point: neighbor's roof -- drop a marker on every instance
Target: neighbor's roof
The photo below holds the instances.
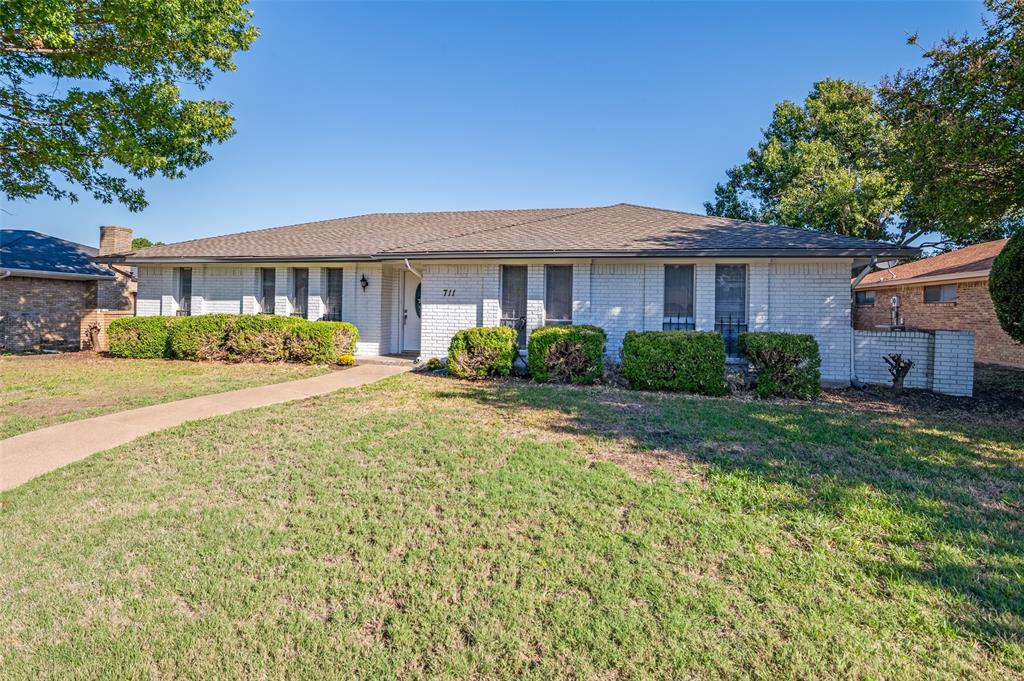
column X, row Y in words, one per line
column 970, row 262
column 622, row 229
column 28, row 253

- Instructions to follow -
Quote the full listing above word for word; exclude every picture from the copy.

- Exercise output -
point: neighbor's roof -- drop a marker on every instance
Target: neighbor's roof
The photo below holds the instances.
column X, row Y in words, one per line
column 970, row 262
column 622, row 229
column 28, row 253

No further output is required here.